Dataset excerpt:

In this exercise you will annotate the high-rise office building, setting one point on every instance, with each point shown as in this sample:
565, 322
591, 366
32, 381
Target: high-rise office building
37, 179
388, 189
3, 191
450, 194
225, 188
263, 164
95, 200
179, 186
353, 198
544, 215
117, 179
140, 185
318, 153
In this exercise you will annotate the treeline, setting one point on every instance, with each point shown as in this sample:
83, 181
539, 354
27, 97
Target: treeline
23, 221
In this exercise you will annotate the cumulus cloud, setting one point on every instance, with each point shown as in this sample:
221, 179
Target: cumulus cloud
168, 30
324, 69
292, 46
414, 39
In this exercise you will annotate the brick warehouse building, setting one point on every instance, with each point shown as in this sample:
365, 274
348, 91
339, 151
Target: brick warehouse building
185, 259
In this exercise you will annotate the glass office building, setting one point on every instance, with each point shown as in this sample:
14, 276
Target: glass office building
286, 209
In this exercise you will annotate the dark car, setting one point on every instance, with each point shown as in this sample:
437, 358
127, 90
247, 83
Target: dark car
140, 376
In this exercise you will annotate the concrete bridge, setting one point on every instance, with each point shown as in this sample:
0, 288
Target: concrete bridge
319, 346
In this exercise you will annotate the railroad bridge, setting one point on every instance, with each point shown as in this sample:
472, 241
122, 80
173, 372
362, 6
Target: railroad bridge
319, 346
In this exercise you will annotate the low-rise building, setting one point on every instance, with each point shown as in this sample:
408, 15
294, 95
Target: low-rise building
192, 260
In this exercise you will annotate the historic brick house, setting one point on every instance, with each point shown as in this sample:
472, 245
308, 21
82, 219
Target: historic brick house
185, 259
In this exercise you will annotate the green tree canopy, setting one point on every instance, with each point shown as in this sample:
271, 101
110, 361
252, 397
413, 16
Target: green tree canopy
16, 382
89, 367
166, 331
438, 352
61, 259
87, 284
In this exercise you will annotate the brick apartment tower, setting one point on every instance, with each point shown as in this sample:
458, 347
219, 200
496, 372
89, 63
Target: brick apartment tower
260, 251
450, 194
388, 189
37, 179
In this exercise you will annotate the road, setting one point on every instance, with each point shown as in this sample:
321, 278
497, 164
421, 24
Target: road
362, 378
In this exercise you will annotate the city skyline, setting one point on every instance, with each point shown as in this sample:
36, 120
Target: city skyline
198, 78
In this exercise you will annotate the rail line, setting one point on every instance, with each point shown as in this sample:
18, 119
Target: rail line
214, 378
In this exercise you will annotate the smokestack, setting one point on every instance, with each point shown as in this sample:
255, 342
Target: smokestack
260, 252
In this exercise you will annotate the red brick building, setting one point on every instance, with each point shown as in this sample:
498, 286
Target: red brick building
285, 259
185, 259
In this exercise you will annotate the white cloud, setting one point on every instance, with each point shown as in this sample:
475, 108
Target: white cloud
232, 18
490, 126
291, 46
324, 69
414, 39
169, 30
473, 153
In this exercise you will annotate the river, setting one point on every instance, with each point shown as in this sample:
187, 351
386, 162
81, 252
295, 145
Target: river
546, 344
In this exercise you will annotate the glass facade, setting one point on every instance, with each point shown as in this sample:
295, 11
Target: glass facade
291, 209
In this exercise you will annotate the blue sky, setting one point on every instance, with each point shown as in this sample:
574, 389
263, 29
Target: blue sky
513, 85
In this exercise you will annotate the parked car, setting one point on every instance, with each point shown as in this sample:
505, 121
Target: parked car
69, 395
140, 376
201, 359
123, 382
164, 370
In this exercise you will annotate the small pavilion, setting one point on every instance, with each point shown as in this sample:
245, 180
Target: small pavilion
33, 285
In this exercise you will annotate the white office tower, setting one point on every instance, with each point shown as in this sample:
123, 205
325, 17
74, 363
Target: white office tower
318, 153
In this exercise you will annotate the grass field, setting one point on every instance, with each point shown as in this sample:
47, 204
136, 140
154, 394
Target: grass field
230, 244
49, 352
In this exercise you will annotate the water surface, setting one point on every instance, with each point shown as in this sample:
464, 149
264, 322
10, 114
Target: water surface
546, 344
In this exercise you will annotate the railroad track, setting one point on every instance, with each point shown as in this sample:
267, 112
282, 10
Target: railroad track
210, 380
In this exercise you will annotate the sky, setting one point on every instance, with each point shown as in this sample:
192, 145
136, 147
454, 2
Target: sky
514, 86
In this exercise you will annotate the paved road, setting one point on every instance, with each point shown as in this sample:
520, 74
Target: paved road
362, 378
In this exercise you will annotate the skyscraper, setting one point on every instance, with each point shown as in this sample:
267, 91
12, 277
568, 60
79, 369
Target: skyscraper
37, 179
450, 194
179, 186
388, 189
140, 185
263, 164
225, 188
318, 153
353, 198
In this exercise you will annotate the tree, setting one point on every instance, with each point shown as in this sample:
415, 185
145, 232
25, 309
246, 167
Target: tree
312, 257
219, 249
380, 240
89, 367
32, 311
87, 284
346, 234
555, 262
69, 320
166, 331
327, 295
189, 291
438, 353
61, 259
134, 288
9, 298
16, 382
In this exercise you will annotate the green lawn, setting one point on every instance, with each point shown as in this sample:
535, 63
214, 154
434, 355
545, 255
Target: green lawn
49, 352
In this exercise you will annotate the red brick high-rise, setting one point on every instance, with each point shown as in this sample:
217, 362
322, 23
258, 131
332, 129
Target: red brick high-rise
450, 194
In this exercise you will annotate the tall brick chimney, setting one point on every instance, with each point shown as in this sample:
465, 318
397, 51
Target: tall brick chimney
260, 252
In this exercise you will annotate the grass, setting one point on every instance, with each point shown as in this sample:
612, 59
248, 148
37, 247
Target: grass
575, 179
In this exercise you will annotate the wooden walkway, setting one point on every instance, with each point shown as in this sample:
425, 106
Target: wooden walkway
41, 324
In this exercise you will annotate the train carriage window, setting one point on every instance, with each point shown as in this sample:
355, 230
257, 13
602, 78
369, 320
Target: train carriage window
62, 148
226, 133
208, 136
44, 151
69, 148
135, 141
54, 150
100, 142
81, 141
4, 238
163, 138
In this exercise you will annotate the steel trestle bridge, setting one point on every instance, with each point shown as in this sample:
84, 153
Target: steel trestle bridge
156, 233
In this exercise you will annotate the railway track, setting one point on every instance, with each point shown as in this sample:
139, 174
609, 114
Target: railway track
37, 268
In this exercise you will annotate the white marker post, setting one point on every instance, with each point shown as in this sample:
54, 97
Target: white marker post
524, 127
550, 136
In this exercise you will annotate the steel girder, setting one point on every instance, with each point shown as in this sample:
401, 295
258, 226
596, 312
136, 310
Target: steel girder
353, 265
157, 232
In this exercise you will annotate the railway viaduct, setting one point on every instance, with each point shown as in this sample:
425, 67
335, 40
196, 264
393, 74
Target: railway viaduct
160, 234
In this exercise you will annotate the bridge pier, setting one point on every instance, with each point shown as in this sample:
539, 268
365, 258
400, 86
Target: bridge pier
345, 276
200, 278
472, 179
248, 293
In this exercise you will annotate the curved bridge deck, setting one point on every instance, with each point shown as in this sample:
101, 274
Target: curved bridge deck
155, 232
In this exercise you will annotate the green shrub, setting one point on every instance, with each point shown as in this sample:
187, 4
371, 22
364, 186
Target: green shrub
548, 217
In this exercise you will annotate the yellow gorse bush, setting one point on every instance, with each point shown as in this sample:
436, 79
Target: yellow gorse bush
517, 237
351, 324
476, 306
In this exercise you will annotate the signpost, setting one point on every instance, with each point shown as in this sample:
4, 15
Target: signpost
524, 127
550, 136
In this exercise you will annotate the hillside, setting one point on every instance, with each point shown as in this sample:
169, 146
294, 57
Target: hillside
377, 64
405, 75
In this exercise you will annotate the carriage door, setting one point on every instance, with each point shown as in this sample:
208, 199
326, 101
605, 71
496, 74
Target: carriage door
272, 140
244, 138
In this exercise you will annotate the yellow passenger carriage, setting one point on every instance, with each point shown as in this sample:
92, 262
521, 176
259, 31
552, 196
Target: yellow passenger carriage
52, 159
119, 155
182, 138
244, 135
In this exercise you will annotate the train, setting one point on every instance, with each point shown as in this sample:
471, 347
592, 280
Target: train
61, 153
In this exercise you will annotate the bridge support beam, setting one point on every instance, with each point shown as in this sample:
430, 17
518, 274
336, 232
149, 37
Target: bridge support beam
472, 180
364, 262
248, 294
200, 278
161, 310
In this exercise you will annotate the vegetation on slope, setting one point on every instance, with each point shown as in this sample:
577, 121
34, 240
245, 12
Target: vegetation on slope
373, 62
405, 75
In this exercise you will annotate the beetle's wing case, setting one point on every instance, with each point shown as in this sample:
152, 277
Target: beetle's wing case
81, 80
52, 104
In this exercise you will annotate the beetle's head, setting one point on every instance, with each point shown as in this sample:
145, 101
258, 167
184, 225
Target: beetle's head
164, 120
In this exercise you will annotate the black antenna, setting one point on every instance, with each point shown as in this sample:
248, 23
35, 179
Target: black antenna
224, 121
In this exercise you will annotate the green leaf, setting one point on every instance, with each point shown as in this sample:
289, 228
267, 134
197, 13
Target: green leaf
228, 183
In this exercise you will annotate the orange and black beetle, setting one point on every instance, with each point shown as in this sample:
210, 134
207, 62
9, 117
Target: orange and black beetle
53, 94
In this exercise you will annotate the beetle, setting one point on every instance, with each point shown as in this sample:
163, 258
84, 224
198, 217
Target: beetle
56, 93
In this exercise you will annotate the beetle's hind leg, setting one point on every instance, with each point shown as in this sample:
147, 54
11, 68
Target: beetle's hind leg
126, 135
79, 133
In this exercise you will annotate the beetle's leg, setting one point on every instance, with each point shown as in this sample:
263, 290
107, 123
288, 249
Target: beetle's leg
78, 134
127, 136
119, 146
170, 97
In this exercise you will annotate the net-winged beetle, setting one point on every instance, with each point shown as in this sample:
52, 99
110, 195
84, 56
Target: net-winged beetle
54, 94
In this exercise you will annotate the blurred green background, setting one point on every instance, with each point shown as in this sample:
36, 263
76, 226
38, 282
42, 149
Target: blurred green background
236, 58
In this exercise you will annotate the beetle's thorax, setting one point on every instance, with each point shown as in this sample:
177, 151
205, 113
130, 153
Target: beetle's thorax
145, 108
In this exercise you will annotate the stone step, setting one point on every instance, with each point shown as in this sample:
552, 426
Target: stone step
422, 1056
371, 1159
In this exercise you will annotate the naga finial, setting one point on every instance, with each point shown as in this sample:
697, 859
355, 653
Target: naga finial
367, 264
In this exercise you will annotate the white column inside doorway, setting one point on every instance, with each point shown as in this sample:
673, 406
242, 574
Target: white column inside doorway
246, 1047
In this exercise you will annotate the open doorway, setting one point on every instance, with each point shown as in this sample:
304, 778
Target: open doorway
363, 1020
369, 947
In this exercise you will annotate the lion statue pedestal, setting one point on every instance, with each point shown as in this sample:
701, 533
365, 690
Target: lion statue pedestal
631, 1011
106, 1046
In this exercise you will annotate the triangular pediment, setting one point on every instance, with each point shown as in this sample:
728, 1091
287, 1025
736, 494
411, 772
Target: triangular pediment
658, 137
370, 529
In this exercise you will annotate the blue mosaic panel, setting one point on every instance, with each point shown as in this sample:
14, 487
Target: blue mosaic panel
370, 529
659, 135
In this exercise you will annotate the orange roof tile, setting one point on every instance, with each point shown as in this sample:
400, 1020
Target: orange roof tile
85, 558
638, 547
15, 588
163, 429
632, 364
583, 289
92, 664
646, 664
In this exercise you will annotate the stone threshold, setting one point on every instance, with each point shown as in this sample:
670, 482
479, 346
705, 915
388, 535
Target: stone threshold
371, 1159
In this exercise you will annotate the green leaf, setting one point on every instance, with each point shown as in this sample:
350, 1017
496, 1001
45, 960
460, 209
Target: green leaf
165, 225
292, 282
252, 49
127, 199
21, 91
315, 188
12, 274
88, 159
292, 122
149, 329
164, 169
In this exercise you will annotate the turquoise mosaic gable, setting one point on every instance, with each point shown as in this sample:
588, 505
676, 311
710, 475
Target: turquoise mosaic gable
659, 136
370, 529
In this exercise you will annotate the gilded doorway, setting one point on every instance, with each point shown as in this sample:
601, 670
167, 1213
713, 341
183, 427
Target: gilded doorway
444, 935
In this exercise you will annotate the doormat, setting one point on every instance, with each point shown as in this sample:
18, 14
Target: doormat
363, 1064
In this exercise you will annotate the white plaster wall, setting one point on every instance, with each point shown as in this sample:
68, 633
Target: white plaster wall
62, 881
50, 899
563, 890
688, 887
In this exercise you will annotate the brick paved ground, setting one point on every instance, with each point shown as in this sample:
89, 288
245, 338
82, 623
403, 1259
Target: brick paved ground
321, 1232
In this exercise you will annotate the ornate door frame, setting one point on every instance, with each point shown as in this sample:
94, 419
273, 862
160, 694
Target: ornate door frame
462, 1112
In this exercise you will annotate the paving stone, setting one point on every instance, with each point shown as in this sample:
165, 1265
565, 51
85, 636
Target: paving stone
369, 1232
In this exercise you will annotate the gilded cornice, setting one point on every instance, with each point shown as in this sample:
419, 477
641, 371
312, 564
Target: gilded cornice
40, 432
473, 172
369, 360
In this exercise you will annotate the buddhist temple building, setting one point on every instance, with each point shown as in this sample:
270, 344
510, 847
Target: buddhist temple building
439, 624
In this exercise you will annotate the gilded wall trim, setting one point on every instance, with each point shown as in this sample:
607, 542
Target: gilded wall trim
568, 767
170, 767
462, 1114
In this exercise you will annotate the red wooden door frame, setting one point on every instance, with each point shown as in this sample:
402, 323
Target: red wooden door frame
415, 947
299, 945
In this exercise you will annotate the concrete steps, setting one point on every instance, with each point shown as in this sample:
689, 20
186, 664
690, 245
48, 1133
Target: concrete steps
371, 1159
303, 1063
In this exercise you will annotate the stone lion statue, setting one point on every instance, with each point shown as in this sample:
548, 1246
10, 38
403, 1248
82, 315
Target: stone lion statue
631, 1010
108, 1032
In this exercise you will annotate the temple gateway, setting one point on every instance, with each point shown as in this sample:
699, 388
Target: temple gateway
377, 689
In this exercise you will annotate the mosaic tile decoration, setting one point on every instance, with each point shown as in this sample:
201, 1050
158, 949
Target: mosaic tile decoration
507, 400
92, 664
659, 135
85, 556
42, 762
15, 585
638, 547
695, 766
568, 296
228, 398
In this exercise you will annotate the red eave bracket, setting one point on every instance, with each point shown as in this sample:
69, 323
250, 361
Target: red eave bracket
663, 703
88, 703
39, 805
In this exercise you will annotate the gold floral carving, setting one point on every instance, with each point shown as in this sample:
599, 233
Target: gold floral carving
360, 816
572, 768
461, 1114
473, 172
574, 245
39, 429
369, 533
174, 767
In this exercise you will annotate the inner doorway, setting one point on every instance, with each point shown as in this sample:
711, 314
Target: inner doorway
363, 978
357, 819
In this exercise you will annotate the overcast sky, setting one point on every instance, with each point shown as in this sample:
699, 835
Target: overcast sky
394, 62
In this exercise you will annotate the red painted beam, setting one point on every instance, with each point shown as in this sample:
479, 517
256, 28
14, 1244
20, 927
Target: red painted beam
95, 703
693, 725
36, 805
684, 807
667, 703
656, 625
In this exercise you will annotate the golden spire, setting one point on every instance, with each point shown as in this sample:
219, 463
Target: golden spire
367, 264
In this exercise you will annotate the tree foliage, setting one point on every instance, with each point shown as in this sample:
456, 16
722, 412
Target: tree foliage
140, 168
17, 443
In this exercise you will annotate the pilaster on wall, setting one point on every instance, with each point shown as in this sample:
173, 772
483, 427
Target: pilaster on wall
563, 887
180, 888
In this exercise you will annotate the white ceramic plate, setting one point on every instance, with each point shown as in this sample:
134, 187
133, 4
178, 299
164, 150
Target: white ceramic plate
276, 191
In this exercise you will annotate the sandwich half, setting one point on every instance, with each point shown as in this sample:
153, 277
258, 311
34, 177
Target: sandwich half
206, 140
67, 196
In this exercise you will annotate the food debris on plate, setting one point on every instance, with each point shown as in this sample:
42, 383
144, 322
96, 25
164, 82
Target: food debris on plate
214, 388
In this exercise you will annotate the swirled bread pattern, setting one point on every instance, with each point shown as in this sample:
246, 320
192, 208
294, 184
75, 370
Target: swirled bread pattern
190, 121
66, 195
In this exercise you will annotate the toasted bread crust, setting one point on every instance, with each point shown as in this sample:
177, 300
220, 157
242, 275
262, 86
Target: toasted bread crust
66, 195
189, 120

◆ SET PROBLEM
Each line from the one containing "In this exercise you will annotate the red painted" through the end of the entries, both included, is to be returned exactly, with no other lines.

◆ SOLUTION TO THIS EXERCISE
In this exercise you will annotate the red painted beam, setting one point on every instance, with each point shown as in this sample:
479, 517
256, 28
14, 1244
20, 927
Target: red painted beam
95, 703
693, 725
36, 805
684, 807
667, 703
656, 625
In this exercise you will annotate the golden spire, setting one point on every instance, with each point shown as in this sample:
219, 463
Target: golden spire
367, 264
In this exercise you will annotate the tree foliage, setting one point on every instance, with each point shown as in this sample:
456, 16
722, 412
Target: tree foliage
140, 168
17, 443
In this exercise you will annotate the pilaster on wall, setting one point on every instance, with each point shown as in this sample:
173, 772
483, 427
Target: pilaster on wall
563, 887
180, 888
In this exercise you will annotate the white ceramic plate, setting one point on every instance, with each point shown as in this sample:
134, 187
133, 4
178, 299
164, 150
Target: white ceramic plate
276, 191
In this exercise you will annotate the sandwich half, setting one point on every instance, with each point shown as in this sample:
153, 277
258, 311
34, 177
Target: sandwich half
206, 140
67, 196
In this exercise you will annotate the food debris on plate, setting one point on every instance, with each point shown as in this sample:
42, 383
144, 322
96, 25
164, 82
Target: food debris on plate
214, 388
In this exercise you will annotate the swirled bread pattern, setting one point on every instance, with each point shown as in this sample:
246, 320
192, 208
294, 184
75, 370
Target: swirled bread pattern
190, 121
66, 195
In this exercise you will annotate the toasted bread crust, setting one point on every instance, with each point shown as in this sample:
177, 300
220, 157
242, 275
262, 86
Target: toasted bread crust
66, 195
189, 120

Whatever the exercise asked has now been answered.